### Tasks to complete
A. Translate this sentence from the passage on the Bridge-class OBO carriers into Spanish: "The vessels were built for four different shipowners, for operation by the Seabridge consortium, hence their "Bridge" names."
B. Reproduce the passage on the Bridge-class OBO carriers word for word, starting with "General characteristics" and going on through "km/h; 17 mph)".
C. Write the next part of the passage on the Bridge-class OBO carriers, picking up after its final sentence.

### Passage provided
━━━━━━━━━━━━━━━━━━━━━━━━━━━━━━

General characteristics
- Type: Ore-bulk-oil carrier
- Tonnage: 77,316 GT–91,655 GT
- Length: 264–294.1 m (866 ft 2 in – 964 ft 11 in)
- Beam: 44 m (144 ft 4 in)
- Installed power: B&W 8K98FF
- Propulsion: 1 × propeller
- Speed: 15 knots (28 km/h; 17 mph)
- Capacity: Over 100,000 DWT of cargo
- Crew: 42

= Bridge-class OBO carrier =

Class of combination carrier ship

The Bridge-class was a series of six ore-bulk-oil vessels (also known as OBOs or "combination carriers") completed by Swan Hunter at their shipyard on the River Tees between 1971 and 1976. The vessels were built for four different shipowners, for operation by the Seabridge consortium, hence their "Bridge" names.

━━━━━━━━━━━━━━━━━━━━━━━━━━━━━━

### Rows

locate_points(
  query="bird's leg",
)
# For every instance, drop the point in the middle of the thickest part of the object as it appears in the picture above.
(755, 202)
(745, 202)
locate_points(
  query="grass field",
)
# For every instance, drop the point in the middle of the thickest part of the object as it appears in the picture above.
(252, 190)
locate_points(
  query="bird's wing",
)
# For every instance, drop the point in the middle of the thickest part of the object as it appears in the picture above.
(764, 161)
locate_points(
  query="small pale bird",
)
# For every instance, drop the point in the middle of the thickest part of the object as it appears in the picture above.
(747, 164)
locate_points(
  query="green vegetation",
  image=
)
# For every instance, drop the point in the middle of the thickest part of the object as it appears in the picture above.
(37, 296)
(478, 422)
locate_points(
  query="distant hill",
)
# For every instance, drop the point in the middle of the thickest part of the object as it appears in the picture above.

━━━━━━━━━━━━━━━━━━━━━━━━━━━━━━

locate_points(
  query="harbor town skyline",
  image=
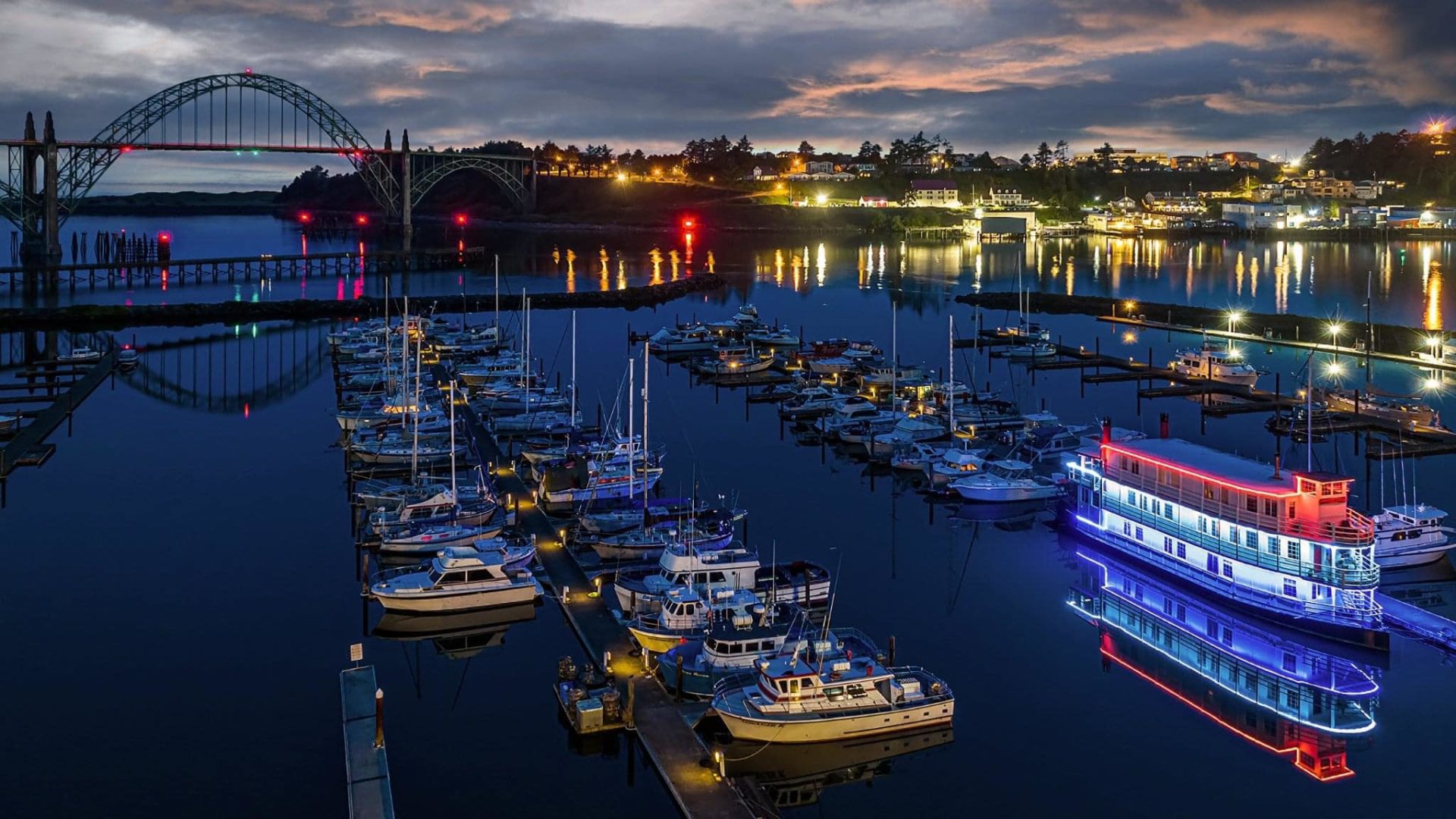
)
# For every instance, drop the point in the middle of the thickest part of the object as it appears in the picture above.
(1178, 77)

━━━━━━━━━━━━━━━━━━━━━━━━━━━━━━

### Results by task
A. Los buques se construyeron para cuatro armadores distintos, para ser operados por el consorcio Seabridge, de ahí sus nombres «Bridge».

B.
General characteristics
- Type: Ore-bulk-oil carrier
- Tonnage: 77,316 GT–91,655 GT
- Length: 264–294.1 m (866 ft 2 in – 964 ft 11 in)
- Beam: 44 m (144 ft 4 in)
- Installed power: B&W 8K98FF
- Propulsion: 1 × propeller
- Speed: 15 knots (28 km/h; 17 mph)

C.
==History==
Seabridge Shipping was a consortium of British shipowners, founded in the late 1960s to harness economies of scale to secure major bulk cargo contracts. Four members of the consortium - Bibby Line, Furness Withy, Hunting & Son and Thornhope Shipping (controlled by Hilmar Reksten, Norway) - ordered the six Bridge-class OBOs for charter to Seabridge. The ships were designed by Swan Hunter Shipbuilders, which had acquired the former Furness Shipbuilding Company yard at Haverton Hill on the River Tees in 1968.

The first vessel, Furness Bridge, was launched in 1971, and the others followed at annual intervals. Tyne Bridge was next in 1972, then English Bridge (later Kowloon Bridge) in 1973, Sir John Hunter in 1974, Sir Alexander Glen in 1975, and finally Liverpool Bridge (later Derbyshire) in 1976.

Whilst in commercial service, two of the six Bridge-class vessels sank: Derbyshire in 1980 and Kowloon Bridge in 1986. Between 1982 and 1997, the remaining four vessels were scrapped, the longest surviving vessel being Kona (ex. Sir John Hunter).

== Design ==
As built, all of the ships of the class suffered from deck plating cracks that would appear in front of the bridge after severe weather.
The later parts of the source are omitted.